▸ Source extract:
** Begin **
A large number of research tools have been used to reveal the pores of shale, including scanning electric microscopes (SEM) [5], atomic force microscopes (AFM) [6], mercury intrusion porosimetry (MIP) [7], low-pressure gas adsorption [8], micro-CT and nano-CT [9,10], small-angle X-ray or neutron scattering [11], and so on. Loucks et al. (2009) [5] reported that the pores of Mississippian Barnett shale are mainly nanoscale (nanopores), and the pore size can be as low as 5 nm. Organic matter pore space is the dominant pore type in the shale and is strongly controlled by maturity, and pyrite and shale matrix can also provide some pore space for shale [5]. There are several factors that control the enrichment of gas in the marine shales, including well-developed micropores, a large surface area, and a high gas adsorption capacity [8]. Inter-particle pores between organic matter and clay minerals may be responsible for those three controls [8]. Sun et al. (2018) [11] reported that the storage and flow mechanisms of gas in shale reservoirs can be greatly affected by pore structure. There were rarely closed pores in illite but mainly in organic matter by means of small-angle neutron scattering (SANS) [11]. Moreover, geometrical tortuosity and matrix permeability are negatively correlated with the fraction of closed pores [11]. However, most of the current methods only reveal shale pore space but ignore the pore connectivity of shale; furthermore, shale oil and gas development depends heavily on pore connectivity [12]. Among those means, micro-CT and 3D reconstruction of pore spaces via digital rock physics (DRP) methods can effectively distinguish various type of pores, including the continuous pores and isolated ones [13].
** End **
▸ Tasks to carry out:
A: Using the shale pore passage, explain in one to three sentences why its final sentence singles out micro-CT with 3D reconstruction via digital rock physics.
B: Proceed with the shale pore passage, writing on from its final sentence.

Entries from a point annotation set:
** Begin **
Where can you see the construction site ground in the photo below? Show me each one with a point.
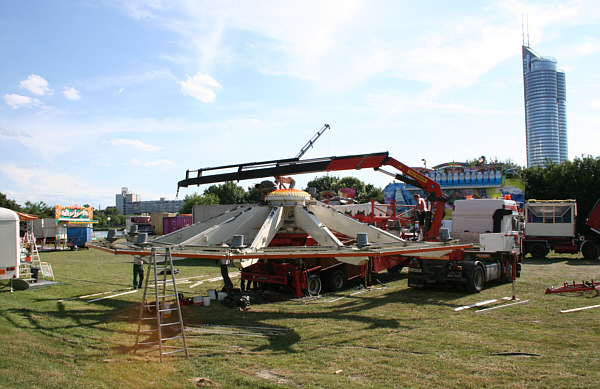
(80, 332)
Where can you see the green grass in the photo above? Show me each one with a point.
(390, 337)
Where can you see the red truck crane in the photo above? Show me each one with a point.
(302, 273)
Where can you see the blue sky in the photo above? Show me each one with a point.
(97, 95)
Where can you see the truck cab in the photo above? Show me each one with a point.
(552, 225)
(494, 225)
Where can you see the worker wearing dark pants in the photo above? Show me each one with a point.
(138, 272)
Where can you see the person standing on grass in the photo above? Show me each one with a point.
(421, 210)
(138, 271)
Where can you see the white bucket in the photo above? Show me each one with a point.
(212, 294)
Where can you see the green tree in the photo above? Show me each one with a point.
(9, 204)
(41, 209)
(252, 195)
(196, 199)
(227, 193)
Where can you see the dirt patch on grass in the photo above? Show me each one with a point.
(272, 376)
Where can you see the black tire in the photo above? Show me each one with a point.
(538, 250)
(590, 250)
(313, 285)
(336, 280)
(475, 280)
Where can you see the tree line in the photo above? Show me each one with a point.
(578, 179)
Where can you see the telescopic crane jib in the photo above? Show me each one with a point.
(284, 167)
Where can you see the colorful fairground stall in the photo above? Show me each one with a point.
(71, 226)
(460, 181)
(78, 222)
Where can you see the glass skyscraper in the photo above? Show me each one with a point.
(545, 109)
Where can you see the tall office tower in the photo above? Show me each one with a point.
(545, 109)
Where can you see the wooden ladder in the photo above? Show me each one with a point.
(158, 318)
(29, 257)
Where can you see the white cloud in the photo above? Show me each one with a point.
(36, 85)
(134, 144)
(52, 187)
(158, 162)
(18, 101)
(200, 87)
(71, 93)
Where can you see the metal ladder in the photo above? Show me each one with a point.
(158, 315)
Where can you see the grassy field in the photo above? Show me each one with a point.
(391, 336)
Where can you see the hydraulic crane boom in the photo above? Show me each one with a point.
(254, 170)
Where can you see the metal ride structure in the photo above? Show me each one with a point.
(297, 242)
(255, 170)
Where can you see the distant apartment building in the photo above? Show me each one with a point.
(545, 109)
(131, 204)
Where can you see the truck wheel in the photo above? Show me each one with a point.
(395, 269)
(313, 285)
(336, 280)
(538, 250)
(475, 280)
(590, 250)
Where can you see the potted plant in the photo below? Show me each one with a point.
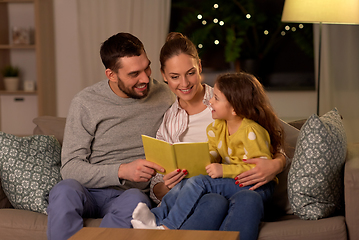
(11, 77)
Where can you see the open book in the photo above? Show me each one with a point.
(194, 157)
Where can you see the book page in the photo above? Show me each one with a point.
(159, 152)
(194, 157)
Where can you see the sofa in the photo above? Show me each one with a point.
(280, 224)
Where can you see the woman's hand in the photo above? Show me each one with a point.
(172, 178)
(214, 170)
(264, 171)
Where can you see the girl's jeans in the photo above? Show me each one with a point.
(245, 206)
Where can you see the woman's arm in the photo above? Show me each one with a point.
(264, 171)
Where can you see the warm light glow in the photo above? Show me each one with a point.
(321, 11)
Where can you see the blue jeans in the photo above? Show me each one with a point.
(70, 202)
(182, 200)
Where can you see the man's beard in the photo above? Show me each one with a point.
(131, 92)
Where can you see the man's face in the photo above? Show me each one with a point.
(131, 80)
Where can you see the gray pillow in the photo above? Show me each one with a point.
(29, 167)
(315, 179)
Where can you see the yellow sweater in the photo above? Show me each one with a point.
(251, 140)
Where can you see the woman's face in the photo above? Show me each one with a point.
(182, 73)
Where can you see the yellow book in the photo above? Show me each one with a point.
(194, 157)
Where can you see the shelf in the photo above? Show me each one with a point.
(6, 46)
(3, 92)
(16, 1)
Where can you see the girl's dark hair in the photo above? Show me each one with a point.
(176, 43)
(249, 100)
(118, 46)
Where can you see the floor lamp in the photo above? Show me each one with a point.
(321, 12)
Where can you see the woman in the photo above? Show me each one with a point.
(187, 120)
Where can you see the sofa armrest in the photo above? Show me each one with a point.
(351, 191)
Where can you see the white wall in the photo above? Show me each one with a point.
(66, 54)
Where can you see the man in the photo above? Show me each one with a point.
(103, 166)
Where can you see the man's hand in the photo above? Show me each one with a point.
(139, 170)
(215, 170)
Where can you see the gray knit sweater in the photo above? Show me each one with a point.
(104, 130)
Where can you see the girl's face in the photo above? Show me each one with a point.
(182, 73)
(222, 109)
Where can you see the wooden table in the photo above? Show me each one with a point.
(91, 233)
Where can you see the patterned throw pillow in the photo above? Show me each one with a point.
(29, 167)
(315, 179)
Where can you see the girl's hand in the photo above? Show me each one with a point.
(172, 178)
(264, 172)
(215, 170)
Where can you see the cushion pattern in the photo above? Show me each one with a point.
(29, 167)
(315, 180)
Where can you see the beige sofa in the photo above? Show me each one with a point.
(23, 224)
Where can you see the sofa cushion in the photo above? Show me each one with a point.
(315, 180)
(30, 167)
(279, 204)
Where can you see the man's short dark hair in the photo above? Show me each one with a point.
(118, 46)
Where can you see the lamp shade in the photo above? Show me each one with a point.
(321, 11)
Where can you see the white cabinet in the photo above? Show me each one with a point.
(35, 59)
(17, 113)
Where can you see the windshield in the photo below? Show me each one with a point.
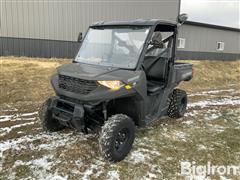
(115, 47)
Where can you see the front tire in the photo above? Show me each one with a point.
(45, 116)
(178, 104)
(116, 137)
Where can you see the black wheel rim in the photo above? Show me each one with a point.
(183, 105)
(121, 139)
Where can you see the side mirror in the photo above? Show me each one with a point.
(79, 37)
(182, 18)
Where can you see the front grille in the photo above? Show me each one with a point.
(76, 85)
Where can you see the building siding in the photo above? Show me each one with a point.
(63, 20)
(204, 39)
(41, 28)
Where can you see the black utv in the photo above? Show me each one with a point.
(123, 76)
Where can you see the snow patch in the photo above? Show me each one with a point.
(221, 102)
(113, 175)
(214, 92)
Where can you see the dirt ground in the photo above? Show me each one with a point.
(209, 132)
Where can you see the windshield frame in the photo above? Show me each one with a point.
(117, 27)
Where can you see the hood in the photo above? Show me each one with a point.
(84, 71)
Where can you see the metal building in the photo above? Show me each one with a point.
(41, 28)
(206, 41)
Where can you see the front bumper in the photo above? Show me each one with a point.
(67, 113)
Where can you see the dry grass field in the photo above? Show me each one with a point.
(208, 132)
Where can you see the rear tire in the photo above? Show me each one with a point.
(45, 116)
(178, 104)
(116, 137)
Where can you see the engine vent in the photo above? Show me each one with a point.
(76, 85)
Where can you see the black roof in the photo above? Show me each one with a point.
(212, 26)
(151, 22)
(137, 22)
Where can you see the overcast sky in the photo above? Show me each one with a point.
(220, 12)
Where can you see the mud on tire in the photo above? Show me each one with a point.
(178, 104)
(45, 116)
(116, 137)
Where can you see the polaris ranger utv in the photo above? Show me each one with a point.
(123, 76)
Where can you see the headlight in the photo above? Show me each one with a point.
(114, 85)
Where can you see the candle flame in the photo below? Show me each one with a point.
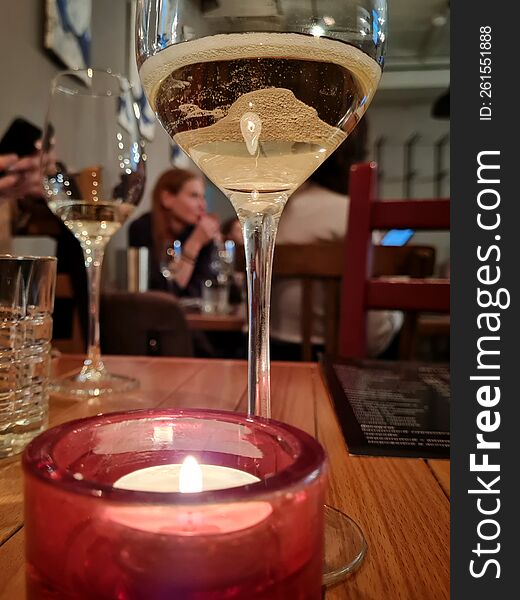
(190, 476)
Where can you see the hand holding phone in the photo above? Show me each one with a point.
(19, 161)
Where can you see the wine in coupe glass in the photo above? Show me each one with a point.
(259, 95)
(93, 175)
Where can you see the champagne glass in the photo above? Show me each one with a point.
(259, 95)
(93, 176)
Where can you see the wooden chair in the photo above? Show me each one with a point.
(323, 263)
(75, 343)
(361, 289)
(144, 323)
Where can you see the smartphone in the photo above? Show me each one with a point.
(20, 138)
(397, 237)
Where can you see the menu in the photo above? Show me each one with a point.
(391, 408)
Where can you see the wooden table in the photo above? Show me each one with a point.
(402, 505)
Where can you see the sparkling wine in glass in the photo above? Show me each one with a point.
(93, 176)
(259, 95)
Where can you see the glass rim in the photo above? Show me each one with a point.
(307, 467)
(80, 74)
(19, 258)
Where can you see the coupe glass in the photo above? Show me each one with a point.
(259, 94)
(93, 176)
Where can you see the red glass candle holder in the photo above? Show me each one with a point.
(86, 538)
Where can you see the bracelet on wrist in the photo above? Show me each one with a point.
(187, 259)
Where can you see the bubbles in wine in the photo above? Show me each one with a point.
(259, 112)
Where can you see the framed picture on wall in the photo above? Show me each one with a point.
(67, 33)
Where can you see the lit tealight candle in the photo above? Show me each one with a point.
(188, 477)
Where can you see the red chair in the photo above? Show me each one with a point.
(360, 291)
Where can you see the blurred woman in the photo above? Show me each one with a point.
(178, 213)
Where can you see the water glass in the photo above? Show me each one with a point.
(26, 301)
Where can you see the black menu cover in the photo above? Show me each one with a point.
(391, 408)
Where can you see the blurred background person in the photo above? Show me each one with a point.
(178, 214)
(318, 212)
(19, 177)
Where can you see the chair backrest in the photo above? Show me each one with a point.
(148, 323)
(74, 342)
(361, 289)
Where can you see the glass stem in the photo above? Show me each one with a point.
(259, 232)
(93, 262)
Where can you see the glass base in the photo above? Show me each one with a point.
(345, 546)
(91, 383)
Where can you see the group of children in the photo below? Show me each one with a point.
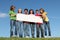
(29, 29)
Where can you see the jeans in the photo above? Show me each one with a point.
(41, 29)
(33, 30)
(47, 28)
(20, 28)
(12, 25)
(27, 30)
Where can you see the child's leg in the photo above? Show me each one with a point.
(11, 28)
(45, 28)
(25, 29)
(33, 27)
(37, 26)
(16, 27)
(30, 31)
(41, 29)
(49, 31)
(20, 29)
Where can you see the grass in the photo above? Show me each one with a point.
(15, 38)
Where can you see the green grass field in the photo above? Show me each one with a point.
(14, 38)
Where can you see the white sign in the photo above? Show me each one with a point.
(29, 18)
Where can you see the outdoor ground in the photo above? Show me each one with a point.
(15, 38)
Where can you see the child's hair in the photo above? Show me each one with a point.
(37, 10)
(26, 9)
(19, 9)
(42, 10)
(11, 8)
(31, 10)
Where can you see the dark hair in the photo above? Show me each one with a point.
(21, 11)
(42, 9)
(11, 8)
(31, 10)
(26, 9)
(37, 10)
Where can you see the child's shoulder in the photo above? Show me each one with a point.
(45, 12)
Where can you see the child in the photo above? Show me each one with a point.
(26, 26)
(32, 25)
(20, 25)
(12, 21)
(39, 26)
(46, 22)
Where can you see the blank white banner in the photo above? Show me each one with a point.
(29, 18)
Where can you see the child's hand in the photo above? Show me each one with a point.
(13, 14)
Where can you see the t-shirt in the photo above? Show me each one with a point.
(37, 14)
(45, 18)
(12, 13)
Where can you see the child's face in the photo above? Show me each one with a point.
(36, 11)
(41, 11)
(19, 11)
(26, 11)
(13, 8)
(31, 12)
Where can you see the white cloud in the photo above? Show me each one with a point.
(3, 15)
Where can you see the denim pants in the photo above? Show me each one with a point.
(41, 30)
(20, 28)
(12, 26)
(33, 30)
(27, 29)
(47, 28)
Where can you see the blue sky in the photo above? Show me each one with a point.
(50, 6)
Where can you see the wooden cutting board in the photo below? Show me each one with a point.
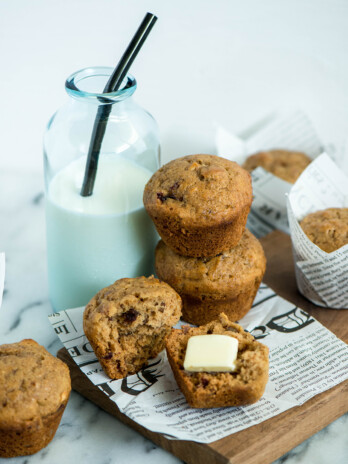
(275, 436)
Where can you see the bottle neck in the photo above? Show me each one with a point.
(87, 86)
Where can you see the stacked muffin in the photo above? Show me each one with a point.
(199, 205)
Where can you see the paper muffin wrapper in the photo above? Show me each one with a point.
(285, 129)
(321, 277)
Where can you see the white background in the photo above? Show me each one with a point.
(229, 62)
(205, 62)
** End **
▸ Answers per task:
A: Most current methods reveal shale pore space but ignore pore connectivity, even though shale oil and gas development depends heavily on it. Micro-CT and 3D reconstruction of pore spaces via digital rock physics can effectively distinguish pore types, including continuous and isolated pores.

B:
In confined nanopores of shale, the solid-liquid intermolecular forces result in complex fluid properties which impact fluid flow. This means the traditional macroscopic Darcy flow equation is no longer applicable for accurately characterizing the fluid flow in such confined very fine spaces [13,14], which has encouraged a large amount of research [15,16,17,18,19]. Currently, the permeability of shales can be determined in the laboratory using three methods, including (i) gas measurements of plunger cores, (ii) gas analysis of particle samples, and (iii) the use of mercury (Hg) intrusion curves [20]. However, it is not feasible to measure shale permeability using steady-flow methods because of measurement of extremely small pressure drops or flow rates requires highly complex instrumentation. The development of pulse decay techniques followed, which could measure pressure decay on an upstream end of a confined core as well as pressure increase on the downstream end. As little as 10−9 millidarcies (1 × 10−15 mD ≈ 1 m2) of permeability can be measured with pulse decay techniques in minutes to hours or even days, depending on the application [21]. Helium (He) is utilized for permeability measurements of granular samples of shale, and pressure decay is measured and quantified as permeability [22]. The particle density or skeletal density of the rock is obtained by He porosimetry using crushed samples, and the porosity of shale can also be calculated by combining the capacity of the impregnated mercury [23]. Numerous studies have examined the relationship between permeability and Hg injection curves [24,25]. Permeability is calculated based on Hg saturation and capillary pressure at the apex of the hyperbolic log-log Hg injection plot [26]. Although the above experimental methods can characterize the permeability of shale to some extent, there are still problems such as large errors and low reproducibility. Considering low saturation and mobility of oil in shale, it would be difficult to intuitively capture oil flow in shale samples in experimental studies. Therefore, theoretical methods via simulation of the flow process [19] were used to investigate permeability in our selected shales.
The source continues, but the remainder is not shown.